[Stored data]
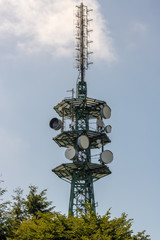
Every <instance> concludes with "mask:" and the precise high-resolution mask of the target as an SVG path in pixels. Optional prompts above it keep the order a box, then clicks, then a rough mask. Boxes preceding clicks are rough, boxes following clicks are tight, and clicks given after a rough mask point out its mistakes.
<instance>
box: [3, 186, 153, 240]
mask: <svg viewBox="0 0 160 240" xmlns="http://www.w3.org/2000/svg"><path fill="white" fill-rule="evenodd" d="M0 183H1V182H0ZM46 191H47V190H46V189H45V190H43V191H41V192H40V193H38V188H37V187H35V186H29V193H28V195H27V196H26V198H24V197H23V190H22V189H20V188H17V189H16V190H15V191H14V193H15V195H14V196H12V198H13V203H12V204H11V205H10V206H11V209H8V206H9V202H3V201H2V200H1V201H2V203H1V202H0V239H1V240H36V239H37V240H54V239H55V240H61V239H62V240H70V239H75V240H150V238H149V236H148V235H146V234H145V231H143V232H140V233H137V234H136V235H134V234H133V231H132V228H131V227H132V223H133V220H132V219H127V215H126V214H125V213H123V214H122V215H121V217H119V218H113V219H111V213H110V210H109V211H108V212H107V213H106V214H105V215H104V216H100V215H98V214H96V213H95V212H93V211H92V207H91V206H90V205H89V204H87V205H86V207H87V212H86V213H85V214H82V213H80V214H79V217H73V216H68V217H67V216H65V215H63V214H61V213H58V212H53V207H51V202H49V201H47V197H46ZM5 192H6V190H5V189H3V188H0V198H1V197H2V196H3V195H4V194H5Z"/></svg>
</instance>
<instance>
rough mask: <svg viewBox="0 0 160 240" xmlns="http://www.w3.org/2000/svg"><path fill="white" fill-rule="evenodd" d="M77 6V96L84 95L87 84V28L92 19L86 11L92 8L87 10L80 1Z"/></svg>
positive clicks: (83, 96) (87, 48)
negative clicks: (77, 80) (78, 4)
mask: <svg viewBox="0 0 160 240" xmlns="http://www.w3.org/2000/svg"><path fill="white" fill-rule="evenodd" d="M76 7H77V12H76V59H75V60H76V67H77V68H78V71H79V77H78V83H77V92H78V97H86V95H87V86H86V83H85V70H87V69H88V65H89V64H91V63H89V61H88V58H89V55H90V54H91V53H92V52H89V51H88V48H89V44H90V43H92V41H89V37H88V35H89V32H91V31H92V30H89V29H88V24H89V22H90V21H92V19H88V13H89V12H90V11H92V10H88V8H87V6H85V5H84V4H83V2H81V4H80V5H79V6H76Z"/></svg>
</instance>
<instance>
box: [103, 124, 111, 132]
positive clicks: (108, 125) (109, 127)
mask: <svg viewBox="0 0 160 240" xmlns="http://www.w3.org/2000/svg"><path fill="white" fill-rule="evenodd" d="M104 130H105V132H106V133H110V132H111V131H112V127H111V125H107V126H106V127H105V128H104Z"/></svg>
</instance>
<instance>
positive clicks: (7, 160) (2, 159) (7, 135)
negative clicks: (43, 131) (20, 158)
mask: <svg viewBox="0 0 160 240" xmlns="http://www.w3.org/2000/svg"><path fill="white" fill-rule="evenodd" d="M0 146H1V151H0V159H1V164H2V163H3V162H4V163H5V162H6V161H7V163H15V162H16V160H15V157H17V156H19V155H21V154H22V152H23V154H24V155H25V154H26V151H27V148H28V145H27V144H26V143H25V142H24V141H23V140H22V139H21V138H19V137H17V136H15V135H13V134H11V133H9V132H8V131H7V130H6V129H4V128H0Z"/></svg>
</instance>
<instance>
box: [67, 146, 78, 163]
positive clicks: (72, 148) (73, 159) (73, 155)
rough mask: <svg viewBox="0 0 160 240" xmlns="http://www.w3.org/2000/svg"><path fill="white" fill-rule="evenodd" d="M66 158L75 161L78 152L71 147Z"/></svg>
mask: <svg viewBox="0 0 160 240" xmlns="http://www.w3.org/2000/svg"><path fill="white" fill-rule="evenodd" d="M65 157H66V158H67V159H69V160H75V159H76V157H77V151H76V150H75V149H74V148H73V147H69V148H67V149H66V151H65Z"/></svg>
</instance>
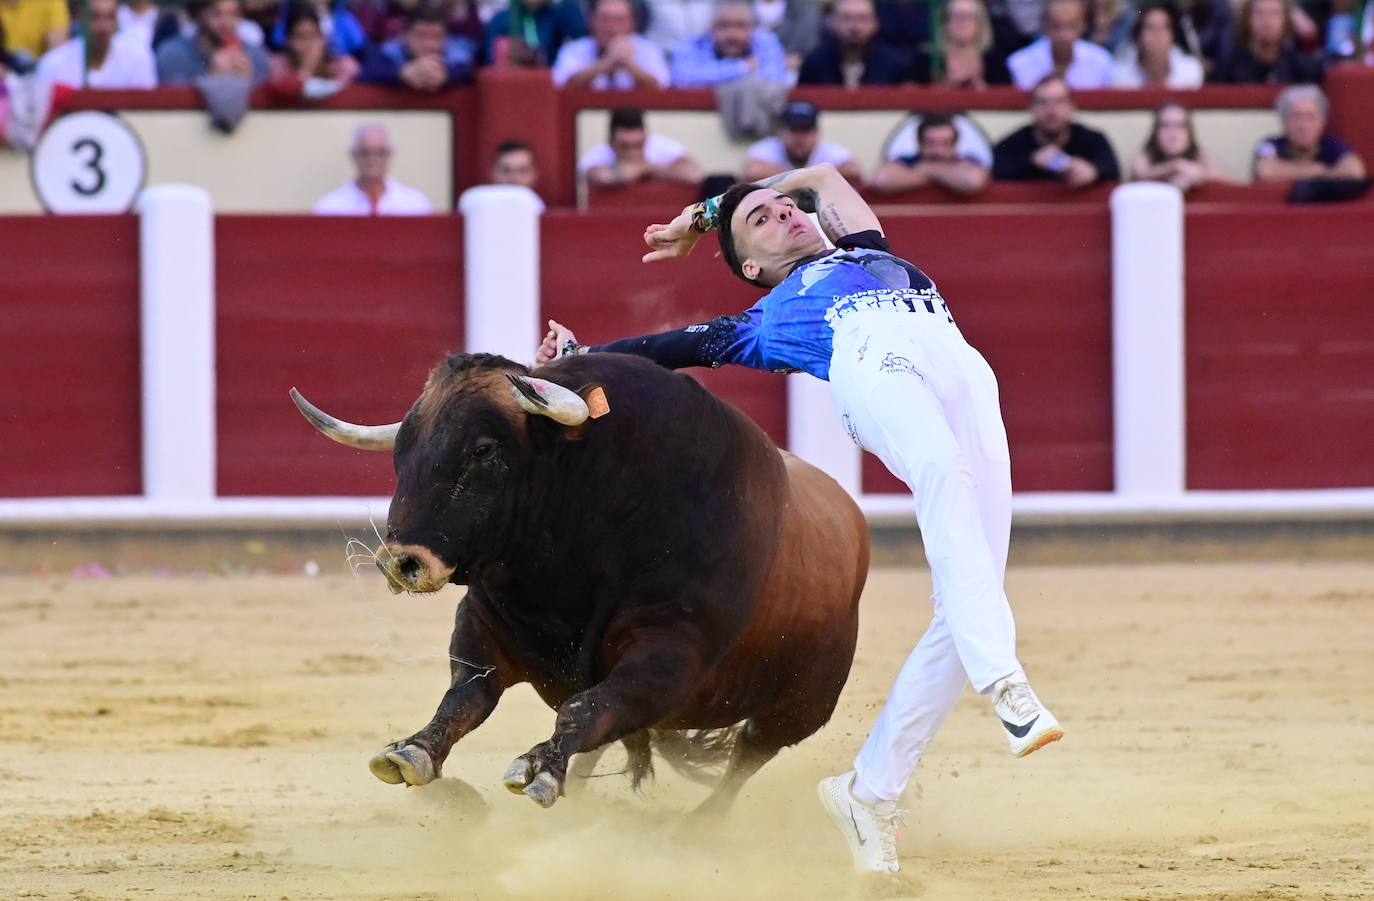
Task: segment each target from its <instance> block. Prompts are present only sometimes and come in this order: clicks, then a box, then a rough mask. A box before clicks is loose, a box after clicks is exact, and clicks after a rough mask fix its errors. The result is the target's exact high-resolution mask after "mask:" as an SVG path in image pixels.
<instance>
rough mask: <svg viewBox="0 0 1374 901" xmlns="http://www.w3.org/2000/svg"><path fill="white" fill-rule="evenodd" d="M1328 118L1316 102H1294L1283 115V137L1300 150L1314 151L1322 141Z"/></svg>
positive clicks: (1318, 104) (1309, 100)
mask: <svg viewBox="0 0 1374 901" xmlns="http://www.w3.org/2000/svg"><path fill="white" fill-rule="evenodd" d="M1325 130H1326V117H1325V115H1322V107H1320V104H1319V103H1318V102H1316V100H1307V99H1304V100H1294V102H1293V103H1290V104H1289V109H1287V111H1286V113H1285V114H1283V135H1285V136H1286V137H1287V139H1289V143H1290V144H1293V147H1296V148H1298V150H1312V148H1314V147H1316V146H1318V144H1319V143H1320V141H1322V132H1325Z"/></svg>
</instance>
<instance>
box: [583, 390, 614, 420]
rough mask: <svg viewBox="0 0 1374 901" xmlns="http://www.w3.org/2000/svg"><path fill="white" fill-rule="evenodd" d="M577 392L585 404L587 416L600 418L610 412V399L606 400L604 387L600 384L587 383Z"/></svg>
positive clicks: (605, 390)
mask: <svg viewBox="0 0 1374 901" xmlns="http://www.w3.org/2000/svg"><path fill="white" fill-rule="evenodd" d="M577 394H578V396H580V397H581V398H583V401H584V402H585V404H587V416H588V418H591V419H600V418H602V416H605V415H606V413H609V412H610V401H607V400H606V389H605V387H602V386H600V385H588V386H587V387H584V389H583V390H580V391H577Z"/></svg>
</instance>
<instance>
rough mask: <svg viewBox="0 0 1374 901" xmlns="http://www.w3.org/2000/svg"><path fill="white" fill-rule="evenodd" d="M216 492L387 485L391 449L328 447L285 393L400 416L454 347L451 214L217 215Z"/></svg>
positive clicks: (370, 416)
mask: <svg viewBox="0 0 1374 901" xmlns="http://www.w3.org/2000/svg"><path fill="white" fill-rule="evenodd" d="M216 291H217V294H218V298H217V317H216V330H217V338H216V367H217V371H218V397H217V408H218V411H217V423H218V455H220V456H218V468H217V481H218V493H220V494H224V496H254V494H287V496H309V494H339V496H371V494H383V496H385V494H390V493H392V488H393V481H392V460H390V456H389V455H385V453H375V452H363V451H353V449H350V448H345V446H342V445H338V444H334V442H331V441H328V440H327V438H324V437H323V435H320V434H319V433H317V431H315V429H312V427H311V426H309V424H306V422H305V420H304V419H302V418H301V415H300V413H297V412H295V408H294V407H293V405H291V401H290V398H289V397H287V390H289V389H291V387H293V386H295V387H300V389H301V393H302V394H305V396H306V397H308V398H311V401H313V402H315V404H316V405H319V407H320V408H323V409H327V411H330V412H331V413H334V415H335V416H339V418H341V419H348V420H352V422H359V423H365V424H382V423H389V422H396V420H398V419H401V418H403V416H404V415H405V411H408V409H409V405H411V402H412V401H414V400H415V398H416V397H418V396H419V393H420V389H423V386H425V378H426V375H427V374H429V371H430V369H431V368H433V367H434V364H437V363H438V361H440V360H441V358H442V356H444V354H445V353H449V352H455V350H462V349H463V328H462V326H463V227H462V218H460V217H456V216H453V217H440V216H434V217H404V218H387V217H381V218H333V217H320V218H313V217H297V216H280V217H268V216H221V217H218V218H217V220H216Z"/></svg>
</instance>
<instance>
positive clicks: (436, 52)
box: [405, 22, 448, 59]
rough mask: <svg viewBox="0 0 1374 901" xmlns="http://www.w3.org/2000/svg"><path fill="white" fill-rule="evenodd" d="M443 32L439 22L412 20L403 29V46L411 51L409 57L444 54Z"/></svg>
mask: <svg viewBox="0 0 1374 901" xmlns="http://www.w3.org/2000/svg"><path fill="white" fill-rule="evenodd" d="M447 37H448V36H447V34H445V33H444V25H442V23H441V22H414V23H412V25H411V27H408V29H405V48H407V49H408V51H409V52H411V59H419V58H420V56H440V58H442V56H444V40H445V38H447Z"/></svg>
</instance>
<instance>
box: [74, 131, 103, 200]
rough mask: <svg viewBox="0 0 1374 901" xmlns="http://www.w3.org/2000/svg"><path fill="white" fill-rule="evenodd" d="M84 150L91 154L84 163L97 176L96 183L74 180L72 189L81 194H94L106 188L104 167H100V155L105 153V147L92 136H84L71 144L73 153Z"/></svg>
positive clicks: (74, 190)
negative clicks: (88, 183)
mask: <svg viewBox="0 0 1374 901" xmlns="http://www.w3.org/2000/svg"><path fill="white" fill-rule="evenodd" d="M82 150H87V151H89V154H91V155H89V157H87V159H85V161H84V163H82V165H84V166H85V168H87V169H88V170H91V173H92V174H93V176H95V184H81V183H80V181H77V180H73V181H71V190H73V191H76V192H77V194H80V195H81V196H93V195H96V194H100V191H103V190H104V169H102V168H100V157H102V155H103V154H104V147H102V146H100V144H99V141H96V140H95V139H91V137H82V139H81V140H78V141H77V143H74V144H71V152H73V154H78V152H81V151H82Z"/></svg>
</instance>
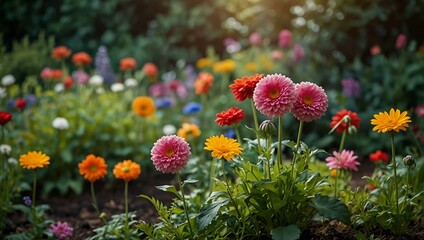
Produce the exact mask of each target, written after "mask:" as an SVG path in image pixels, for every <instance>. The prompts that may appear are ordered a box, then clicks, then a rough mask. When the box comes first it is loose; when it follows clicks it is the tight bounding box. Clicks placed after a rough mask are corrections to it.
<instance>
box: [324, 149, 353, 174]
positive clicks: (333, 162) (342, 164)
mask: <svg viewBox="0 0 424 240" xmlns="http://www.w3.org/2000/svg"><path fill="white" fill-rule="evenodd" d="M357 159H358V156H355V153H354V152H353V151H350V150H343V151H342V152H341V153H338V152H337V151H334V152H333V156H331V157H327V158H326V159H325V161H326V162H327V166H328V167H329V168H330V169H334V168H336V169H346V170H352V171H358V167H357V166H358V165H360V163H359V162H358V161H357Z"/></svg>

• Exercise aim
Return a word-for-word copy of the lines above from the one holding "box: [74, 131, 103, 200]" through the one holding "positive clicks: (74, 190)", with both of them included and nothing besides.

• Output of the task
box: [74, 131, 103, 200]
rough mask: <svg viewBox="0 0 1374 901" xmlns="http://www.w3.org/2000/svg"><path fill="white" fill-rule="evenodd" d="M84 150L91 154L84 163L97 176L96 183L74 180L72 189L81 194H94L106 188L104 167H100V155L105 153V147L92 136H84L71 144L73 153Z"/></svg>
positive clicks: (74, 190)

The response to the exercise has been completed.